Excerpted text:
******
# Getting a "Real" GPS... Advice Appreciated



## bonehead (Dec 9, 2016)

Trying for it to in that space between the wheel and throttle. Am also thinking about putting some kind of arm between the wheel and cooler, having it stick straight up.


----------



## Egrets Landing (Feb 11, 2016)

You need to add a 4" wide Aluminum Shelf to the front of the console. You can get one fabricated. Others have had it done. Then you can add an adjustable mount to that on the far left side. Use a balzout lowrance mount with a 9" arm. The unit can then float where you need it over the wheel.
Get a 12" Simrad Evo 2 if you can find one as that is the best unit for the money now. They are discontinued and very hard to find. An Elite Ti 12" would also work. If you want the best mapping and most options stay with Navico. Do not get a Simrad GO series and do not get any Garmin. The 12" Navico units have 2.67x the screen res of the smaller screens.


----------



## hunterbrown (Feb 17, 2014)

I'm about to get a lowrance elite 9 and florida marine tracks for my skiff. Cabelas has the basic unit with no transducer for $100 off of $850 through May.


----------



## Egrets Landing (Feb 11, 2016)

See the recent install photos on the FMT fb page of a mount on a tiny side console.


----------
******
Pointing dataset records
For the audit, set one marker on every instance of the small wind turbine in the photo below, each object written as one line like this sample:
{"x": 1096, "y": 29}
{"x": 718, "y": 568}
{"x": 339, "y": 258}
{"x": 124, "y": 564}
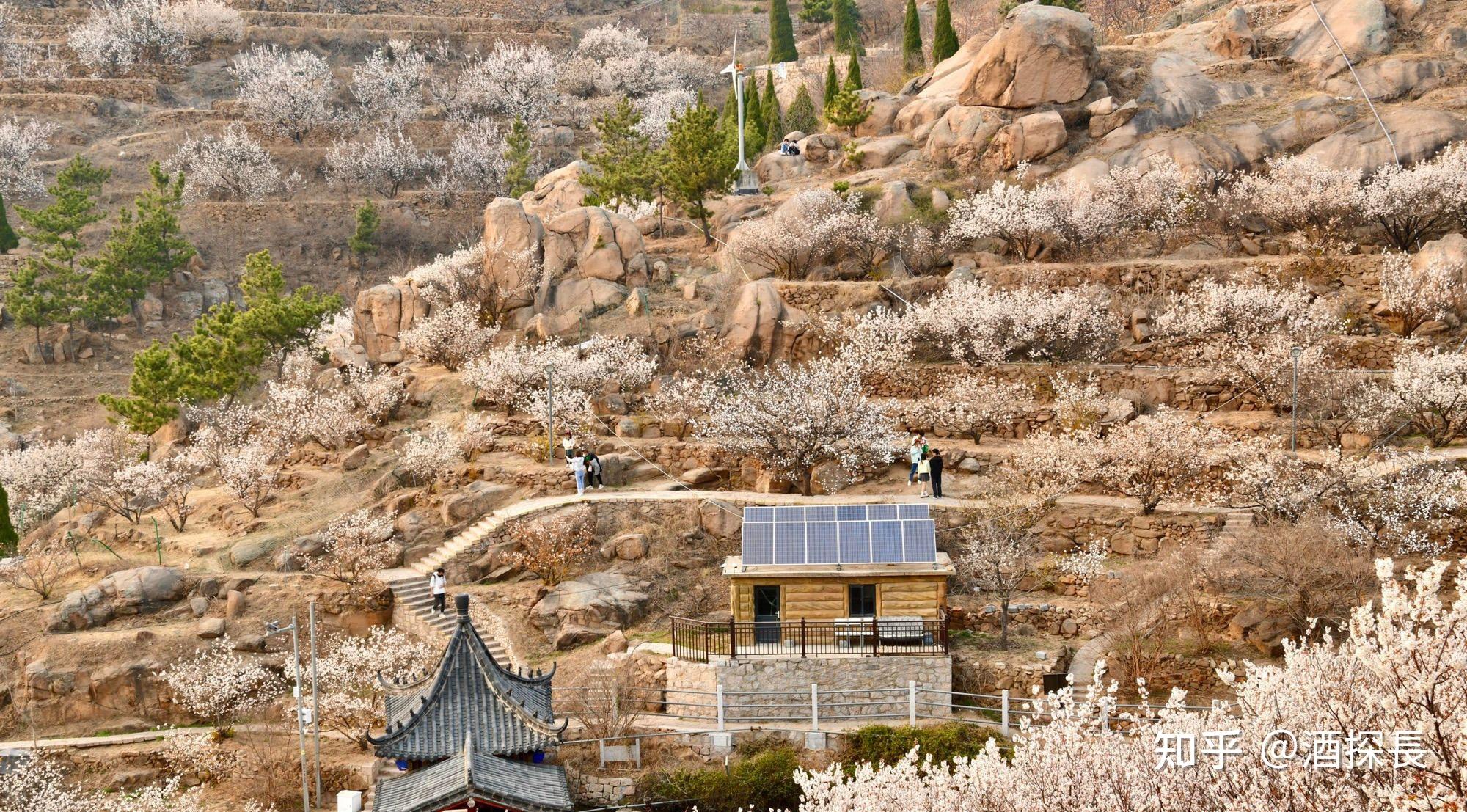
******
What you need to do:
1/ In the GPS thread, reproduce the part that opens with the words containing "## bonehead (Dec" and closes with "stick straight up.", swapping "cooler" for "console".
2/ Condense the paragraph of the GPS thread that begins "You need to add a 4" wide Aluminum Shelf" into a short bulleted list that keeps its main facts.
None of the rows are needed here.

Solutions:
1/
## bonehead (Dec 9, 2016)

Trying for it to in that space between the wheel and throttle. Am also thinking about putting some kind of arm between the wheel and console, having it stick straight up.

2/
- Add a 4" wide aluminum shelf to the front of the console; it can be fabricated, and others have had it done.
- Add an adjustable mount on the far left side of that shelf.
- Use a balzout lowrance mount with a 9" arm so the unit can float where needed over the wheel.